▶ Brief: Write out, word for word, the part of the material below that begins at the line containing "Look at the photo above. For each instance of the curved" and runs through the final line, including both of those lines.

▶ Data section:
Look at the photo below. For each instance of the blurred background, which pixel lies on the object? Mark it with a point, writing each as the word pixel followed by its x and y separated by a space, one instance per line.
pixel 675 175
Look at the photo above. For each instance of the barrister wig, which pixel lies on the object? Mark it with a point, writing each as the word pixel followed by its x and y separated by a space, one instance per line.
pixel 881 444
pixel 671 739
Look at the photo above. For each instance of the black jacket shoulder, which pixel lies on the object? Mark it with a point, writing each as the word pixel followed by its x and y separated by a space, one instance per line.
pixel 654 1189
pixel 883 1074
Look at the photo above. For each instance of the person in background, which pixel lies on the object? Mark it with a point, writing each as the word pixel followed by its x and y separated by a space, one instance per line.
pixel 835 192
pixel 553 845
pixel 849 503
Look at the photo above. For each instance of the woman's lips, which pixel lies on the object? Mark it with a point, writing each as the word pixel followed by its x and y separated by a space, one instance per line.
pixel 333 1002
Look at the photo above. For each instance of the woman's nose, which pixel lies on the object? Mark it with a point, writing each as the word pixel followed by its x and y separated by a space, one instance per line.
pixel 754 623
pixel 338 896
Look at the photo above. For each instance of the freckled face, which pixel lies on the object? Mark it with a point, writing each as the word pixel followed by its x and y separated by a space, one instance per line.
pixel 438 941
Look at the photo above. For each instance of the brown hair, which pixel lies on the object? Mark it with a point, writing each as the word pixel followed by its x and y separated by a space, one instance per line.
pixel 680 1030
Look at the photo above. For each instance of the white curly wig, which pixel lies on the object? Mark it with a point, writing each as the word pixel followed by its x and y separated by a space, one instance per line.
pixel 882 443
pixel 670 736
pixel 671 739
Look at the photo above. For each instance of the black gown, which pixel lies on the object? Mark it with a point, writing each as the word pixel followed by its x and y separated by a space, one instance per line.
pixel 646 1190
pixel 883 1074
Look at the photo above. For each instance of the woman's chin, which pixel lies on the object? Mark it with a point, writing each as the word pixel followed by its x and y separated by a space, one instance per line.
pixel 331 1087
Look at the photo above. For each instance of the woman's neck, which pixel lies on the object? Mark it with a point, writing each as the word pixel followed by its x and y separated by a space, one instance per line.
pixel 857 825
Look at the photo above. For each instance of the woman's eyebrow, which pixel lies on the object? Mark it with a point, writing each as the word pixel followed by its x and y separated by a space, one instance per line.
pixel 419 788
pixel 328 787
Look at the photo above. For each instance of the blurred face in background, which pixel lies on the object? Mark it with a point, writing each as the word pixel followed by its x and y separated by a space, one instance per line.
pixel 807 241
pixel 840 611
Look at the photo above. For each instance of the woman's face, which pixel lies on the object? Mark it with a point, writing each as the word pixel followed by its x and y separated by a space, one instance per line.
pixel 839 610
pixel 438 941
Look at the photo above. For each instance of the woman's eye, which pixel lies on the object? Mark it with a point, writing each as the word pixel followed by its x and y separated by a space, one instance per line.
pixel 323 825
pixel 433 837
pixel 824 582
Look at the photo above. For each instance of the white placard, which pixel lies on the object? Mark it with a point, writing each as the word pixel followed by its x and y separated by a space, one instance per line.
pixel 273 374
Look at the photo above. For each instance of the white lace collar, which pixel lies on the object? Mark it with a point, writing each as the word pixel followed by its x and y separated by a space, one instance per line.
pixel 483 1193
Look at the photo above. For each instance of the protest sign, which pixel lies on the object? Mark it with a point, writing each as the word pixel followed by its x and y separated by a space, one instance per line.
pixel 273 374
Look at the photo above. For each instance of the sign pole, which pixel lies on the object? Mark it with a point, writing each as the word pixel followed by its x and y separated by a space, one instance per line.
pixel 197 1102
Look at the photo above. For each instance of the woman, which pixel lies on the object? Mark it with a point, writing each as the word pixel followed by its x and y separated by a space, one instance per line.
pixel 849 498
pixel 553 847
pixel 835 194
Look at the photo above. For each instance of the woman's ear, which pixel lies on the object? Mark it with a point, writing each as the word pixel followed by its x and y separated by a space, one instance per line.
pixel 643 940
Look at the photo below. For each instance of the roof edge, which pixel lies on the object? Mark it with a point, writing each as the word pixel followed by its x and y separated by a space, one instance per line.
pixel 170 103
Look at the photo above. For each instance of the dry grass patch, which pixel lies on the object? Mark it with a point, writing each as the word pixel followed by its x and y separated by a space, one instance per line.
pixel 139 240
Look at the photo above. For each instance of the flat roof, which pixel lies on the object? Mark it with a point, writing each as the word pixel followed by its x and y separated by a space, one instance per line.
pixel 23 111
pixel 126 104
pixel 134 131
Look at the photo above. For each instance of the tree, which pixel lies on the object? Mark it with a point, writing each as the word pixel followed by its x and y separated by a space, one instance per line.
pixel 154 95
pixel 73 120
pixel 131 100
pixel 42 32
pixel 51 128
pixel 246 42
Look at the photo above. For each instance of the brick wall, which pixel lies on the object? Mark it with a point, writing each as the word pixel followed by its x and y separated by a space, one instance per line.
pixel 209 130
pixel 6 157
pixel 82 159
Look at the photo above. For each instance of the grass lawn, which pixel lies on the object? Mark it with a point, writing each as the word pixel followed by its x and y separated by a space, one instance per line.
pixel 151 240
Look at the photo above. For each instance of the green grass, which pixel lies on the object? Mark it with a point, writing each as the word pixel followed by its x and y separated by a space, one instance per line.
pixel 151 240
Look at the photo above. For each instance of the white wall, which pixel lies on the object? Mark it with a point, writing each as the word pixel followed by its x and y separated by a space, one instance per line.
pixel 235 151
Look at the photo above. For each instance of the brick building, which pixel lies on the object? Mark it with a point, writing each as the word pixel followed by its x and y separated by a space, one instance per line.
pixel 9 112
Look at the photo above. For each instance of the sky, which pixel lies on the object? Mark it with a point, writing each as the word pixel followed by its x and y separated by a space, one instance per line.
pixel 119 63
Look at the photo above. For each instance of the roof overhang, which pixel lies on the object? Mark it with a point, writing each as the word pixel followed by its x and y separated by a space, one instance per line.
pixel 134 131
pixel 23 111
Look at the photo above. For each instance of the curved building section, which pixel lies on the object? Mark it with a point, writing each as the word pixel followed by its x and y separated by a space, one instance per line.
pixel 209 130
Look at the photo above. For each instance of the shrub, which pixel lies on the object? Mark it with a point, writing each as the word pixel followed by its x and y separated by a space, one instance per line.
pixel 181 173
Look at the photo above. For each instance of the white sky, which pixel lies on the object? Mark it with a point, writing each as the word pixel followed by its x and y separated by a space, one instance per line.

▶ Task response:
Look at the photo above. For each instance of the curved building section, which pixel lies on the object? Mark it with a point, writing each as the word pixel followed by its x and y separated by a space, one instance per line.
pixel 209 130
Look at the photo above. For each instance of the shrub, which pixel lies on the object? Mark it with a point, writing each as the word pixel followed by its x and y separated by a space, one instance per line.
pixel 181 173
Look at the photo above. For each instance of the white sky, which pixel lies on the object? Mark it with a point, writing each as the word pixel followed by its x and y separated by a space, one instance per line.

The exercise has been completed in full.